## Data for processing:
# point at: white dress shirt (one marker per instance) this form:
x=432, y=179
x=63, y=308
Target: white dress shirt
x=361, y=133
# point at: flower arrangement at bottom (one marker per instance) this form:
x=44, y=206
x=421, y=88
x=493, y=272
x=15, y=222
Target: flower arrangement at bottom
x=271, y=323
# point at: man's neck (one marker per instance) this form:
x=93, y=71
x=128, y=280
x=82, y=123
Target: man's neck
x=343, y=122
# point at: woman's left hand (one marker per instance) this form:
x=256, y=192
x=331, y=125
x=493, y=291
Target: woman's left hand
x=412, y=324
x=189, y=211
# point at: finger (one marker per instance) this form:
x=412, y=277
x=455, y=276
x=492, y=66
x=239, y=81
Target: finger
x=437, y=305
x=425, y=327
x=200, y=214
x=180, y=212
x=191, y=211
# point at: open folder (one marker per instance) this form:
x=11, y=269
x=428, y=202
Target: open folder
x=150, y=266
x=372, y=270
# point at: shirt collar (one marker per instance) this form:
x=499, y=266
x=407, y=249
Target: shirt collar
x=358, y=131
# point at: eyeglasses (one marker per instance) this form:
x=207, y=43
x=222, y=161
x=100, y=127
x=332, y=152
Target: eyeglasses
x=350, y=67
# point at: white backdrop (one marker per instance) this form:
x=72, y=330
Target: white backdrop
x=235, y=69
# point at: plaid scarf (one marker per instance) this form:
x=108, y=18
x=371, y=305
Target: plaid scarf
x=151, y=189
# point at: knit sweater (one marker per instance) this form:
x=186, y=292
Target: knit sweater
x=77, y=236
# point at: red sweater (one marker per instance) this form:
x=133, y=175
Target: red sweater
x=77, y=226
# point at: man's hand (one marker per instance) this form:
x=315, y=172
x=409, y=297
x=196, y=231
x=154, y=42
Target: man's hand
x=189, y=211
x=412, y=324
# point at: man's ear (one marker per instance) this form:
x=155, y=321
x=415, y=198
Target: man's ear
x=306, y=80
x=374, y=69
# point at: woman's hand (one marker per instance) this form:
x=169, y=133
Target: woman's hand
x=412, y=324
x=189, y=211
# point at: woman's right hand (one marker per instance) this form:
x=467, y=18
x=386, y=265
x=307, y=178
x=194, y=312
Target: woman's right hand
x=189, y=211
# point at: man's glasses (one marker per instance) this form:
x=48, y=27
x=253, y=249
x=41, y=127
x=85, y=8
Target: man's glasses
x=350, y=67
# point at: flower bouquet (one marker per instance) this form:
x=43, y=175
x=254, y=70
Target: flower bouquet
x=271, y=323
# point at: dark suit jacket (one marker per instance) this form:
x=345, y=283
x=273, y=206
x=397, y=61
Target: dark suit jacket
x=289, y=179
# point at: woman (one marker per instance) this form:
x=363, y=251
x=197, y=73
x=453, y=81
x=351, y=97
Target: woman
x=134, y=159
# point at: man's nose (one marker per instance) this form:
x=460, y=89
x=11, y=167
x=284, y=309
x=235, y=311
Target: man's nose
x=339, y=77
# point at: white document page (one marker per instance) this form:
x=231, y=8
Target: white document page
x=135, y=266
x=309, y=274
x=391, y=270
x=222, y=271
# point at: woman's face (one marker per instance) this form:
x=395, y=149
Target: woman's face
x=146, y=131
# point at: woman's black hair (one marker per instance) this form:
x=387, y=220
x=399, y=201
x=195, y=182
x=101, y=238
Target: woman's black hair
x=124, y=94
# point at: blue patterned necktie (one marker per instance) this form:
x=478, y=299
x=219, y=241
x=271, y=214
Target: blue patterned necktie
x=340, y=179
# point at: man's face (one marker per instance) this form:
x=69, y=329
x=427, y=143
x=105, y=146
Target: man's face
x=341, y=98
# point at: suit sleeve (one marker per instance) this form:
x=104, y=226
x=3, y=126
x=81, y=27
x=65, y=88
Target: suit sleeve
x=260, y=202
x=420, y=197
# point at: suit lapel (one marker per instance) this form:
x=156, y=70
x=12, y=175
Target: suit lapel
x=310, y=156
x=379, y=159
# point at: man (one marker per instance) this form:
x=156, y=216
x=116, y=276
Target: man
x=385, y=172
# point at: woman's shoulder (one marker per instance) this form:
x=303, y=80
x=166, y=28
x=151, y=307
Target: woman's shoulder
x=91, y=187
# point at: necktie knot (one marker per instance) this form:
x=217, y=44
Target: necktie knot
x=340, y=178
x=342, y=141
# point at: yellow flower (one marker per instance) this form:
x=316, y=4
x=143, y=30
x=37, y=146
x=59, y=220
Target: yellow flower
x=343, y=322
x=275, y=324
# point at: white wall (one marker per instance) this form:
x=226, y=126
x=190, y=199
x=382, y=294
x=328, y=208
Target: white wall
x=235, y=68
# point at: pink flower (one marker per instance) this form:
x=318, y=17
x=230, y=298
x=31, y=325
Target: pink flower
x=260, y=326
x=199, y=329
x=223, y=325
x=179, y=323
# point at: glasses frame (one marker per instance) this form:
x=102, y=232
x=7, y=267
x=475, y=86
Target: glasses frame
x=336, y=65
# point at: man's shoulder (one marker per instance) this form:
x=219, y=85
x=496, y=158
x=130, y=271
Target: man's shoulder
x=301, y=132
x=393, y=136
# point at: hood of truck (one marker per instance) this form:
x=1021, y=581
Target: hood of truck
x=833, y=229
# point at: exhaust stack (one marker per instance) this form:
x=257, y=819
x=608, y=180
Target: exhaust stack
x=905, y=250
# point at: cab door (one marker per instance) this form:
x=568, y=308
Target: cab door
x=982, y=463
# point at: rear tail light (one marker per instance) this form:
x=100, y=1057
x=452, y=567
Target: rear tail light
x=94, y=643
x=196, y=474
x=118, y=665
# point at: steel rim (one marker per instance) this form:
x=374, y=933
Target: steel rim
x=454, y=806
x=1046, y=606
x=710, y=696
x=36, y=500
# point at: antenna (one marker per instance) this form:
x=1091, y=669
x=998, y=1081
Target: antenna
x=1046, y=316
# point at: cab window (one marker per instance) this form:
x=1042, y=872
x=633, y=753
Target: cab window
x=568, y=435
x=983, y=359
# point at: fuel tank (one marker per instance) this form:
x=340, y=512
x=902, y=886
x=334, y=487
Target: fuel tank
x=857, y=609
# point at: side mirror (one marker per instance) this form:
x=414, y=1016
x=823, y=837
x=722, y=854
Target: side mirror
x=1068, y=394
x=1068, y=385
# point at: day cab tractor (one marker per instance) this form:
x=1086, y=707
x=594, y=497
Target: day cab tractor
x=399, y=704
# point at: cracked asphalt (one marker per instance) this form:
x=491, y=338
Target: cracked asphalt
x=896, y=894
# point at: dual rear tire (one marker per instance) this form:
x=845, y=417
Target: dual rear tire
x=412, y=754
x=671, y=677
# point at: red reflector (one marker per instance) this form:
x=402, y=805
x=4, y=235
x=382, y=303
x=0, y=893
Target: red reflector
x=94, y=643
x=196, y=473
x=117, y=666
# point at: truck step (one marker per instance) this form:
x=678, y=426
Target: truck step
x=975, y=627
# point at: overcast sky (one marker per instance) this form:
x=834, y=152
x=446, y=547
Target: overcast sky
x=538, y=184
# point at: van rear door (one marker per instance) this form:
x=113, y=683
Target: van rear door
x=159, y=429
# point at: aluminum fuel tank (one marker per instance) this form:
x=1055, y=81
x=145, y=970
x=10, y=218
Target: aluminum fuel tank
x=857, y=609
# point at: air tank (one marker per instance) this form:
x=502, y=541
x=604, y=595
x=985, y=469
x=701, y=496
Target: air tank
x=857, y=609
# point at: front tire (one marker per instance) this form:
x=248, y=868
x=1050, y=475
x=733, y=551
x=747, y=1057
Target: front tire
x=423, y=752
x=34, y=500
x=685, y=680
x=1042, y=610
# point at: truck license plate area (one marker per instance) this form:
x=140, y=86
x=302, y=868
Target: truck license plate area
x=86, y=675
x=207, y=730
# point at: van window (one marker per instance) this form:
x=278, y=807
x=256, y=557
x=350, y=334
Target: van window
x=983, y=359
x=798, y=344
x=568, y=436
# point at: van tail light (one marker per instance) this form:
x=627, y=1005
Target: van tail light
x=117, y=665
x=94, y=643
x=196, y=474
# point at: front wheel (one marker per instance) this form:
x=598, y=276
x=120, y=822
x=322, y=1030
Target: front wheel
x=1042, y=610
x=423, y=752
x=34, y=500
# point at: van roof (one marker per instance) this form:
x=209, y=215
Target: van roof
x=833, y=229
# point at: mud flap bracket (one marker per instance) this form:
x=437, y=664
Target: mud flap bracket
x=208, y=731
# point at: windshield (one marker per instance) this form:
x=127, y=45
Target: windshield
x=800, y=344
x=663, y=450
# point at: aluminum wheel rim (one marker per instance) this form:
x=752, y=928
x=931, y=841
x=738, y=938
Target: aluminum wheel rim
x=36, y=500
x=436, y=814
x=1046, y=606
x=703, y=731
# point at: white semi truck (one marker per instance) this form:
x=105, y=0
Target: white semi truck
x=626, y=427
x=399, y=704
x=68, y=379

## Task item:
Lines after the one containing "x=15, y=222" are left out; every line from the start of the entries through that line is restated word for word.

## Result below:
# point at: white dress shirt (one marker per instance) this form:
x=432, y=179
x=63, y=308
Target: white dress shirt
x=361, y=133
# point at: flower arrangement at bottom (one marker per instance) this form:
x=44, y=206
x=421, y=88
x=493, y=272
x=15, y=222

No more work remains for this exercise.